CONSIGNE ÉCRITE 1:
Transcrivez à l'identique la partie des enregistrements ci-dessous qui commence à la ligne contenant « Target: bird's head » et va jusqu'à la fin des enregistrements, ces deux bornes comprises.

TEXTE FOURNI:
****************

Le rendez-vous avait été fixé en toute fin d’après-midi, dans les locaux de son label, Polydor, à Londres. Je suis à peu près certain que c’était au mois de novembre. La nuit était tombée tôt, il pleuvait. Lors de cet entretien qui a frôlé l’heure, Mark Hollis n’a bien sûr pas du tout ressemblé à sa musique – taiseuse, ascétique, bouleversante, avec le silence en guise d’arrangement. L’homme qui s’assit en face de nous était, lui, bavard. Mais un bavardage qui allait toujours à l’essentiel. Il avait évoqué pêle-mêle Jimmy Miller, Les Enfants du Paradis, le jazz, Talk Talk, l’improvisation, la Première Guerre Mondiale… L’interview a été une première fois publiée en janvier 1998, au moment de la sortie de cet album solo, puis une nouvelle fois en 2008 – pour célébrer son dixième anniversaire.
Au moment où l’homme publie ce disque, il s’est écoulé sept ans depuis son dernier enregistrement, avec son son groupe de (presque) toujours Talk Talk – après une première expérience… mod avec The Reaction (un single au compteur). Sept années qu’il a sans doute passées tapi dans l’ombre, à l’abri de toutes les révolutions technologiques, pour mieux tenter de résoudre ses équations musicales. C’est ainsi qu’on a imaginé à l’époque Mark Hollis, peaufinant le moindre changement d’accord, dirigeant à la baguette les seize musiciens chargés de l’accompagner dans l’accomplissement de ce premier album solo. Entre notes d’une rare beauté et silences d’une justesse bouleversante, ce reclus iconoclaste avait pris le parti de se dévoiler dans une nudité absolue, poursuivant le grand œuvre initié avec son groupe Talk Talk. Un groupe au parcours sidérant, débutant sous les auspices du néoromantisme et d’une vague electropop très prisée à l’époque de sa formation, en 1981. Signé sur la major EMI, le quatuor formé par Hollis (chant, guitare), Lee Harris (batterie), Paul Webb (basse) et Simon Brenner (claviers) obéit alors au diktat de son label, qui impose look, producteur et direction musicale afin de mieux profiter de l’air du temps, alors que le jeune leader prend son mal en patience. Le succès britannique est au rendez-vous à la sortie du très synthétique The Party Is Over (1982), porté par les deux hits mineurs Talk Talk et Today. Mais pour Mark, demain est un autre jour. Déjà mutique, il commence sa mue à son rythme, sans vouloir effrayer ses employeurs et avec l’appui de sa section rythmique. Brenner débarqué, le néo-trio explore de nouveaux horizons. Les compositions s’étirent, lorgnent vers l’acoustique et le groupe se trouve en la personne de Tim Friese-Greene son Martin Hannett.

****************

(Entrées de données enregistrées)
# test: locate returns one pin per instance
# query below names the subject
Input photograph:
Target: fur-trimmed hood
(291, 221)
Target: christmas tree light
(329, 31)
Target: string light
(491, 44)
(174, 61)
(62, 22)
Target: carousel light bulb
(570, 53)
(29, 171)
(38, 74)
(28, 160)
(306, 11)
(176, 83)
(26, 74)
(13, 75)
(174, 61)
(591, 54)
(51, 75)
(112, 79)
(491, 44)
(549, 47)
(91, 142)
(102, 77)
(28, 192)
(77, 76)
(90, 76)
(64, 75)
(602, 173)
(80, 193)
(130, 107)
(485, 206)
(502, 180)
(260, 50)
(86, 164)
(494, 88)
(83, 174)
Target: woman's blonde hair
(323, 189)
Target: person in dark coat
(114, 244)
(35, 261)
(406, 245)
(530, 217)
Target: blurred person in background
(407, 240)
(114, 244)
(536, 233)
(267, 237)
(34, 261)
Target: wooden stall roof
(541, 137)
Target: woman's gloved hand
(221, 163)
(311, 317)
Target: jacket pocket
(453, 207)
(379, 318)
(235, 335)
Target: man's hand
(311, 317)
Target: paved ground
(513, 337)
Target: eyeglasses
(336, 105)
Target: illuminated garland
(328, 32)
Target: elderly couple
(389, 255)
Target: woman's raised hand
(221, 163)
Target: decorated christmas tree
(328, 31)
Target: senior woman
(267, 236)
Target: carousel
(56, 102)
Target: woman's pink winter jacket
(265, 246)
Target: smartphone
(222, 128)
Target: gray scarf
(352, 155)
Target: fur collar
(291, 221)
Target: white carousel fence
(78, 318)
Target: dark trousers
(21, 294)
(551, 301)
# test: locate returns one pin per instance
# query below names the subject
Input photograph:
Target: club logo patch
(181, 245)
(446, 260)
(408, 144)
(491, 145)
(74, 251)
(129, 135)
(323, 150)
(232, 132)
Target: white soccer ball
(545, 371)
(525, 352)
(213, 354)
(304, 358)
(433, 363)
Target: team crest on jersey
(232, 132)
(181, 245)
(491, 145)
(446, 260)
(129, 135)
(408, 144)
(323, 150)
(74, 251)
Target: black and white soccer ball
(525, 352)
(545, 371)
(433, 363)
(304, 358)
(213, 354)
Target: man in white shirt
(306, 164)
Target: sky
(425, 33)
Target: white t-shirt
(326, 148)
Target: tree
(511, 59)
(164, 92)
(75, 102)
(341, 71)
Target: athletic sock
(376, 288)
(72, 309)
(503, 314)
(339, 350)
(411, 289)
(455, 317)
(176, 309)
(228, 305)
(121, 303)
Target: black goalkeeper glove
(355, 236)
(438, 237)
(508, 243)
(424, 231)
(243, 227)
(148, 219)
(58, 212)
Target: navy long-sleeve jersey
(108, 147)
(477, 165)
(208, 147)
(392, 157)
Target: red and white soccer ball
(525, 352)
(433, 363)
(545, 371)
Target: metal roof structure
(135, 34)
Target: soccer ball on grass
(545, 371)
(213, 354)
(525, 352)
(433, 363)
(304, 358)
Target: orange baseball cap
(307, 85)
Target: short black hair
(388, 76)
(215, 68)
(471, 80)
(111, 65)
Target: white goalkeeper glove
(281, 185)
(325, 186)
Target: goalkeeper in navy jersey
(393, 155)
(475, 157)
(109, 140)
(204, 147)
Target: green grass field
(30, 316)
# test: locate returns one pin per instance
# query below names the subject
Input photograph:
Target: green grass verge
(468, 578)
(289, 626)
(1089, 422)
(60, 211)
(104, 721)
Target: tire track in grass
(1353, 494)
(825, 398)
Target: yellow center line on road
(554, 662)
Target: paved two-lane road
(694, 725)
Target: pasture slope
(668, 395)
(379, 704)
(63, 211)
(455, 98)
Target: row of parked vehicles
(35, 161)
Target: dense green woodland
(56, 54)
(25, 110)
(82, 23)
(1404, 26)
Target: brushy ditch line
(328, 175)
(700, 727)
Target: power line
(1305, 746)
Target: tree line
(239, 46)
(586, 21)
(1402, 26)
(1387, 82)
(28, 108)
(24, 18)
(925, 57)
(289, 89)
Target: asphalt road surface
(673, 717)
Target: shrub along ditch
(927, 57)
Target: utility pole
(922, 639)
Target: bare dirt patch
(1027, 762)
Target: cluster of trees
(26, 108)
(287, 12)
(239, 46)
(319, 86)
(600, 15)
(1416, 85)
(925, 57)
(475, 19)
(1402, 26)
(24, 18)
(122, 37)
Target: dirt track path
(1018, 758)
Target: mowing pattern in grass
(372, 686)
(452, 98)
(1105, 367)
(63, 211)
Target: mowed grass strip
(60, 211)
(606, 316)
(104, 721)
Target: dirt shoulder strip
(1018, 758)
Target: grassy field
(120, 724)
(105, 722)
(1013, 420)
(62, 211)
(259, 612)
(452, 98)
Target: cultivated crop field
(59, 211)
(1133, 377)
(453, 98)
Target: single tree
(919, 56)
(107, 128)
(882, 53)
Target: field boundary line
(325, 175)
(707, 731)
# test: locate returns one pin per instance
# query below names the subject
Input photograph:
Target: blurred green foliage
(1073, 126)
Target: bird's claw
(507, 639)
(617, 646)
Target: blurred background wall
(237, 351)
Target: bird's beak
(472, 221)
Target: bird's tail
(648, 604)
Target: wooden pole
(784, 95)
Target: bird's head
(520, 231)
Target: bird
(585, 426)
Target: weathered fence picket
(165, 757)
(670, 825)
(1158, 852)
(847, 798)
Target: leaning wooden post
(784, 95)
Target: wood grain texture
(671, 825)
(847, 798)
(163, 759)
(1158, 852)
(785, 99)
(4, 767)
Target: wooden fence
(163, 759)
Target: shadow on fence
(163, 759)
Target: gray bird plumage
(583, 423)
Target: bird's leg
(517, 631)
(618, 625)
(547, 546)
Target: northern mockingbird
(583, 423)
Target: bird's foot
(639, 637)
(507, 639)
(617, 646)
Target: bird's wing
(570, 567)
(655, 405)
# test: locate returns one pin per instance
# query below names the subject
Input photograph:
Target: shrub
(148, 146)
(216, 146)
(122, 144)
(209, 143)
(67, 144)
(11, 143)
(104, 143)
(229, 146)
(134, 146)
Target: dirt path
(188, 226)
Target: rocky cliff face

****************

CONSIGNE ÉCRITE 2:
Reproduisez mot pour mot la partie du texte sur Mark Hollis qui commence par les mots « Le rendez-vous avait » et se termine par « son dixième anniversaire. ».

RÉPONSE COMPLÈTE 1:
Target: bird's head
(520, 231)
Target: bird
(585, 426)
Target: weathered fence picket
(165, 757)
(670, 825)
(1158, 852)
(847, 798)
Target: leaning wooden post
(784, 95)
Target: wood grain texture
(671, 825)
(847, 798)
(163, 759)
(1158, 852)
(785, 99)
(4, 767)
Target: wooden fence
(163, 759)
Target: shadow on fence
(163, 759)
Target: gray bird plumage
(583, 423)
Target: bird's leg
(517, 631)
(618, 625)
(547, 546)
Target: northern mockingbird
(583, 423)
Target: bird's foot
(639, 637)
(507, 639)
(617, 646)
Target: bird's wing
(570, 567)
(655, 405)
# test: locate returns one pin per instance
# query below names the subject
Input photograph:
Target: shrub
(148, 146)
(216, 146)
(122, 144)
(209, 143)
(67, 144)
(11, 143)
(104, 143)
(229, 146)
(134, 146)
Target: dirt path
(188, 226)
Target: rocky cliff face

RÉPONSE COMPLÈTE 2:
Le rendez-vous avait été fixé en toute fin d’après-midi, dans les locaux de son label, Polydor, à Londres. Je suis à peu près certain que c’était au mois de novembre. La nuit était tombée tôt, il pleuvait. Lors de cet entretien qui a frôlé l’heure, Mark Hollis n’a bien sûr pas du tout ressemblé à sa musique – taiseuse, ascétique, bouleversante, avec le silence en guise d’arrangement. L’homme qui s’assit en face de nous était, lui, bavard. Mais un bavardage qui allait toujours à l’essentiel. Il avait évoqué pêle-mêle Jimmy Miller, Les Enfants du Paradis, le jazz, Talk Talk, l’improvisation, la Première Guerre Mondiale… L’interview a été une première fois publiée en janvier 1998, au moment de la sortie de cet album solo, puis une nouvelle fois en 2008 – pour célébrer son dixième anniversaire.